Lymphatics and T'ai Chi

by Jim Mann

 

We have often heard that T'ai Chi Chuan treats the body as a "hydraulic" system. I have also often wondered what, exactly, did that mean. Certainly there is a feeling when practicing of being a fluid-filled balloon with internal valves and pathways to direct force. We are aware that our bodies are principally made of water. We also know that chi follows the blood

When I took a one-week course in lymph drainage, a technique I am finding to be extremely beneficial to health, I learned more about this "hydraulic system." Lymph, by volume, is the most liquid part of our anatomies. Ubiquitous, it exists everywhere but in bone marrow and cartilage. It is most concentrated in two areas - just below the skin and deep in our core.

At its most basic, lymph is one and the same with all the fluids that exist outside the cells themselves. In the circulatory system it is known as blood plasma; in the ventricles and the spine, it is cerebrospinal fluid, and between the cells it is interstitial fluid. Deep in our chests and our abdomens and just under the skin all over our bodies, there is a system that collects all this fluid and takes it back to the heart for recycling. This is the lymph system. Here, the same fluid that was once everywhere is now called lymph, and here it passes through a series of filters called lymph nodes that remove toxins and kill pathogens, preparing it for reuse.

During the course, I found myself thinking extensively about T'ai Chi and such issues as "sticky hands," whole body movement, and jing. When I began learning T'ai Chi, Sifu Mancuso tried to discourage my tendency to grab partners by showing me that a soft, open hand could create enough friction on exposed skin to be far superior to any action of fingers and thumb. When he illustrated on my arm, I felt as if I had been snagged by flypaper on a fast conveyor belt.

My own attempts did not meet with the same success, to say the least. Once I had begun to develop the required softness, I gradually discovered that it worked better in some areas than in others. These are: on the sides of the chest below the armpits, anywhere on the sides and front of the neck, inside the elbows, and inside the wrists. As I learned in the class, the gua would also be a perfect target if exposed, because that area, like those listed, has a large concentration of lymph nodes. It has been my observation that there is a direct ratio here: the more lymph nodes, the stickier the skin. Also, these areas are stickiest when force is applied against the flow of lymph; i.e., down the arms or wrists towards the hands, and up the neck towards the jaw.

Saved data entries
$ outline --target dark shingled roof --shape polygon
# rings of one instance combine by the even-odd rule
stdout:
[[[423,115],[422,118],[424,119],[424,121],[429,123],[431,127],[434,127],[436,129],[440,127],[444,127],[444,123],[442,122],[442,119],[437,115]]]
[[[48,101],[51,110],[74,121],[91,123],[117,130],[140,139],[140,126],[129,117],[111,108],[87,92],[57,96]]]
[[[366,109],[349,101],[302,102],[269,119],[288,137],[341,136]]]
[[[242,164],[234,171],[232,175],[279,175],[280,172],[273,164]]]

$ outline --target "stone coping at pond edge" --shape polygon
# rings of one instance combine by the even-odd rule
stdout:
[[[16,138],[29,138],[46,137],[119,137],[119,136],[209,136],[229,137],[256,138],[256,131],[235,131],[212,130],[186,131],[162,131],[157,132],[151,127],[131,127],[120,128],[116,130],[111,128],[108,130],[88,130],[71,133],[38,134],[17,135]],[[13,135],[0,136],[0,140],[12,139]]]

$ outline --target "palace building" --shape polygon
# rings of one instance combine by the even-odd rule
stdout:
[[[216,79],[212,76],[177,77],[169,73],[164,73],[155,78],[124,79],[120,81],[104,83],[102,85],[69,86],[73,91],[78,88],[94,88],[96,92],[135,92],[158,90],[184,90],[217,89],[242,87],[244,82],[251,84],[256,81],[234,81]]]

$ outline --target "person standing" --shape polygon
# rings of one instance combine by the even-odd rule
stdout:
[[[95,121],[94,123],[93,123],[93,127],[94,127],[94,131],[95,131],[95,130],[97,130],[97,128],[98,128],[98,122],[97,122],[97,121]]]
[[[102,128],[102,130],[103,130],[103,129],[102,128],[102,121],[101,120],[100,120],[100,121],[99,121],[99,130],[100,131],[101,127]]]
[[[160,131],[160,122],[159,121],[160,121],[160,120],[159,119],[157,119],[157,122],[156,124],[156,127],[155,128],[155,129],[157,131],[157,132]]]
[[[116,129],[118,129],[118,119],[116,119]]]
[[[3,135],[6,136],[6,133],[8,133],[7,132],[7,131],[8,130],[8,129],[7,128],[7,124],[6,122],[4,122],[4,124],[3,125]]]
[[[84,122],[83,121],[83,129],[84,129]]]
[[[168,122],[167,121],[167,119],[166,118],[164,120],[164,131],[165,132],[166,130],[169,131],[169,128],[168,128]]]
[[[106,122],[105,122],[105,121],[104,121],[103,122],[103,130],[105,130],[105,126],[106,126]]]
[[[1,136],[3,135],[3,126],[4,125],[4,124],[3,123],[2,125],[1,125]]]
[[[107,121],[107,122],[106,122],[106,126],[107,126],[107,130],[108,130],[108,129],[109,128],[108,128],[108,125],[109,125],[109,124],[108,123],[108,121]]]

→ Task to complete: Continue the essay on lymph and T'ai Chi from its last paragraph.

→ Response to this exercise:
Now, what about "whole body movement"? Here T'ai Chi came to my rescue. In the class on lymph drainage, much emphasis was placed on using "total body movement." Lymph vessels are notoriously thin and fragile. Most of them are no more than hair-thin tubes of one cell in thickness. Effective lymphatic drainage requires the practitioner to stimulate those vessels without collapsing them. The total body movement they were talking about in class is the same as the wave-like motion of T'ai Chi. Using it not only helps keep the therapist in tune with the client's lymphatic pulse, but more importantly aids tremendously the softness of the hands so that they evenly spread the force, just as it aids the T'ai Chi player in adhering to his or her partner.

I also thought a great deal about jing. While there are numerous types of jing, they all have one thing in common; the player controls the depth to which it penetrates through the application of An, or suppressing energy. With very light An, you have surface jing. It is effective precisely because the surface is where most of our lymph fluid collects - the player is in contact with the partner's outer, most voluminous fluid body. However, little damage is done with a surface jing. It is mostly used to stun or distract as preparation for the deep jing. In the chest, this depth is achieved entirely through An. In the abdomen, a fluttering movement of the hand is also used, like a quarter sinking in water, the same motion we used in lymphatic drainage to make contact with a second, deeper fluid layer, the visceral lymph system. In T'ai Chi, if the jing is applied slowly, the feeling is like pressing on a water-filled ball of resilient material that then rebounds away from you, often for a considerable distance. If this same force instead is applied with alacrity, the fluid does not have time to distort and rebound; rather it seems that the force sets up a hydrostatic shock wave that expends all the energy that would have gone into flying on hammering the internal organs instead. The result is very painful and can be injurious as well. At an extreme, it can rupture major blood vessels or organs.

But as in all things T'ai Chi, that which can kill can also heal. Lymphatic massage anyone?